__What to work on__:
Copy out the material below word for word, keeping every line.

__Dataset excerpt__:
————————
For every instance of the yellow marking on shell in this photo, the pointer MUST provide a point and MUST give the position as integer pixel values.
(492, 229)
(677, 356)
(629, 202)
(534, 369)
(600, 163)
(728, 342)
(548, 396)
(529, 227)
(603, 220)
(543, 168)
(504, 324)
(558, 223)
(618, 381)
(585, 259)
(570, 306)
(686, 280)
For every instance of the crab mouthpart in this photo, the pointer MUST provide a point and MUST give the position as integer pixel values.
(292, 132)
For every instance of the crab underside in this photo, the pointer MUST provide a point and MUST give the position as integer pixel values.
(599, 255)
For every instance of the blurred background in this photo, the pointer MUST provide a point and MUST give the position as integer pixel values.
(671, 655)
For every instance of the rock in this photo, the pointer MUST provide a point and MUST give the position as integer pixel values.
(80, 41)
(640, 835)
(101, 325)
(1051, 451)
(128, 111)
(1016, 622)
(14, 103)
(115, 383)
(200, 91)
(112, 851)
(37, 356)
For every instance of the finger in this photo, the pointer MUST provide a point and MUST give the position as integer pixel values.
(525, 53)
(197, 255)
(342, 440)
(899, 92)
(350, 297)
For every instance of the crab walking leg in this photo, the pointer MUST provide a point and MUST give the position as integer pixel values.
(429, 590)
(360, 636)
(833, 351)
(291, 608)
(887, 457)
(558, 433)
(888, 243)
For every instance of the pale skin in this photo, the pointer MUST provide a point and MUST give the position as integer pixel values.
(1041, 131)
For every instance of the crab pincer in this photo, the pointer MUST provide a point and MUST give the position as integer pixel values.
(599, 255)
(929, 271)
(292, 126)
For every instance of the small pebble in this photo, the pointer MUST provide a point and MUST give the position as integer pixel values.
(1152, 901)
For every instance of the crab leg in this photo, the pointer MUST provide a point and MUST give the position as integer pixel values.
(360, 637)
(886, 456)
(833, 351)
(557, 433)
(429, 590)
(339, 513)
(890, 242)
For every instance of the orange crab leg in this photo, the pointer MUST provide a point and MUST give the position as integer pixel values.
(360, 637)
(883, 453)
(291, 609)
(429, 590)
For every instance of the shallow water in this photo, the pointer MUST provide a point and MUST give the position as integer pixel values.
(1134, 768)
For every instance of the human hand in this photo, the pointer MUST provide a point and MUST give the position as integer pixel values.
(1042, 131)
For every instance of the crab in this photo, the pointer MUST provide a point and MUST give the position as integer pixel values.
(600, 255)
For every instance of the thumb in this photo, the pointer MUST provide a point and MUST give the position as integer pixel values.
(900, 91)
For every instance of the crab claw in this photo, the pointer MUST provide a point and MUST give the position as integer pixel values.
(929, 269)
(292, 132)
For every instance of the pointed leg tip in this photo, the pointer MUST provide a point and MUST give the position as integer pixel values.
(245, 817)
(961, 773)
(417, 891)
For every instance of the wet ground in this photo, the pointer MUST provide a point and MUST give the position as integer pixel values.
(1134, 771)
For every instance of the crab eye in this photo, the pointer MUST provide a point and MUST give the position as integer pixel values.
————————
__The answer__:
For every instance of the yellow marking on shell in this photo, the pointer MUST provide a point and MUST give the position as integer pixel values.
(492, 229)
(677, 356)
(629, 202)
(534, 369)
(600, 163)
(728, 342)
(548, 396)
(529, 227)
(603, 220)
(543, 168)
(504, 324)
(558, 223)
(618, 381)
(585, 259)
(570, 306)
(686, 280)
For every instance of the crab mouthpart in this photo, the pointer MUST provide a point and MUST give the position as integer pixel values.
(292, 132)
For every instance of the crab underside in this photo, the pointer MUST provide a point and MUST give the position as integer pixel values.
(599, 255)
For every instance of the blurred background in this photo, the pointer MUST provide a point and MUST give the position as integer pixel values.
(671, 655)
For every instance of the rock in this photo, the pointer MUST provide a point and MUST give the position as integer pixel values.
(80, 41)
(640, 835)
(101, 325)
(1051, 451)
(128, 111)
(1016, 622)
(14, 103)
(115, 383)
(200, 91)
(112, 851)
(37, 356)
For every instance of the finger in this photo, the pointer MUST provide a point and MUST give the position as integer pixel values.
(525, 53)
(197, 255)
(342, 440)
(899, 92)
(350, 297)
For every instance of the crab walking leg in this photo, the pointer MUST provide a point and MUST give the position as integer pixel values.
(429, 590)
(360, 636)
(833, 351)
(291, 608)
(887, 457)
(558, 433)
(888, 243)
For every instance of the pale skin in this photo, the pointer MUST provide a point and MUST give the position as integer pixel values.
(1041, 131)
For every instance of the crab pincer in this photo, the pointer MUST provide a point and MUST give the position as integer pixel values.
(599, 255)
(929, 271)
(292, 126)
For every instance of the small pebble in this photo, the pointer MUST provide a point and MUST give the position as integer pixel values.
(1152, 901)
For every instance of the crab leg in this photo, the pointer MUST provide a point and MUST give the position as integer pixel values.
(360, 637)
(886, 456)
(833, 351)
(557, 433)
(429, 590)
(339, 513)
(890, 242)
For every instance of the orange crab leg in this photo, the pointer MUST provide a point and MUST give the position as integer pixel values.
(360, 637)
(883, 453)
(291, 609)
(429, 590)
For every instance of the shallow water in this photo, the pointer MUST provide a point and MUST give the position as integer pixel values.
(1134, 768)
For every instance of the human hand in this photo, the pointer MUST provide a point and MUST give the position as integer pixel values.
(1042, 131)
For every instance of the crab in this photo, the pointer MUST provide a point and MUST give the position as integer pixel values.
(600, 255)
For every instance of the thumb in this photo, the pointer MUST provide a point and MUST give the position as integer pixel values.
(900, 91)
For every instance of the crab claw in this photo, the pointer MUST provide a point and MUST give the position as integer pixel values.
(929, 269)
(292, 132)
For every instance of the pointed leg tip in this photo, the pointer MUST provide a point and MUST give the position as integer pixel values.
(245, 817)
(961, 773)
(417, 891)
For every instance of the wet ground in this photo, the pointer MUST provide a point and MUST give the position as integer pixel values.
(1134, 771)
For every instance of the crab eye in this photo, the pointer MUST provide a point and MUST give the position as integer pixel values.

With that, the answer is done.